What lines in the entries hold the string "chef"? List them.

----------------------------------------

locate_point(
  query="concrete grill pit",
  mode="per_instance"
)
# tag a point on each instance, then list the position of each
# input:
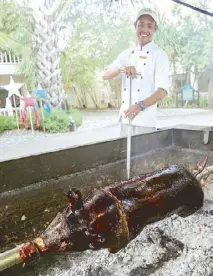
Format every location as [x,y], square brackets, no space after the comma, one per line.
[33,192]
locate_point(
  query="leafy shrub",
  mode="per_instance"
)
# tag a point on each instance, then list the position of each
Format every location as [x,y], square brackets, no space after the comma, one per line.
[7,123]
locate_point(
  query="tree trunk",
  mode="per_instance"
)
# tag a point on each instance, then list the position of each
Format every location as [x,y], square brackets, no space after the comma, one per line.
[48,52]
[210,86]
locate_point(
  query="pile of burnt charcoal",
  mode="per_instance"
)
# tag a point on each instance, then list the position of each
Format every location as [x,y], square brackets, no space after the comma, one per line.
[172,247]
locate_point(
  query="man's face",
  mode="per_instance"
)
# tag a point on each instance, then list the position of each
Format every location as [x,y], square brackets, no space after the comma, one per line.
[145,28]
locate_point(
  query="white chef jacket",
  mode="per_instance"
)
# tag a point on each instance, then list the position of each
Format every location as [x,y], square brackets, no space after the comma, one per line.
[153,65]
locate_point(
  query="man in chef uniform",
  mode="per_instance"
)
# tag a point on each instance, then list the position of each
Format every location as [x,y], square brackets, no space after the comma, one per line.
[148,66]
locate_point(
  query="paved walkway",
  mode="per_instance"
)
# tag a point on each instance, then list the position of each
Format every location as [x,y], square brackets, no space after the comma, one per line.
[97,126]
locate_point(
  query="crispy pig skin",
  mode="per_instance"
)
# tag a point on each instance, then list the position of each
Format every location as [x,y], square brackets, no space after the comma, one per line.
[113,216]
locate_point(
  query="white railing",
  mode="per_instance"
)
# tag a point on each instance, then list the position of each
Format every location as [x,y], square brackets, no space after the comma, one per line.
[8,58]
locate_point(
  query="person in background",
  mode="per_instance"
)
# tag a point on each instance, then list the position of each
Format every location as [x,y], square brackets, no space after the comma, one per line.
[148,66]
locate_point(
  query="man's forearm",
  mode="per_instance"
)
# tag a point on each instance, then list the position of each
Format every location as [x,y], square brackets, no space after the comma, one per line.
[159,95]
[110,74]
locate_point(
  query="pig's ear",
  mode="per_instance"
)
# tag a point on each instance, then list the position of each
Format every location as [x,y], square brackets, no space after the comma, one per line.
[75,198]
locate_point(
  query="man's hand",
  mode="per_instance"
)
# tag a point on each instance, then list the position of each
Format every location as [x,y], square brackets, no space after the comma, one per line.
[130,71]
[132,111]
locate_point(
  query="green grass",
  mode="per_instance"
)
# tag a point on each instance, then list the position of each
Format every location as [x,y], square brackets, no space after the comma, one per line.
[57,121]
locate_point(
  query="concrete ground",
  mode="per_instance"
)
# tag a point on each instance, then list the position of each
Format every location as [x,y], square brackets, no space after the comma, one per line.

----------------------------------------

- Expected answer -
  query="white chef jacket",
  query="man in chef uniform",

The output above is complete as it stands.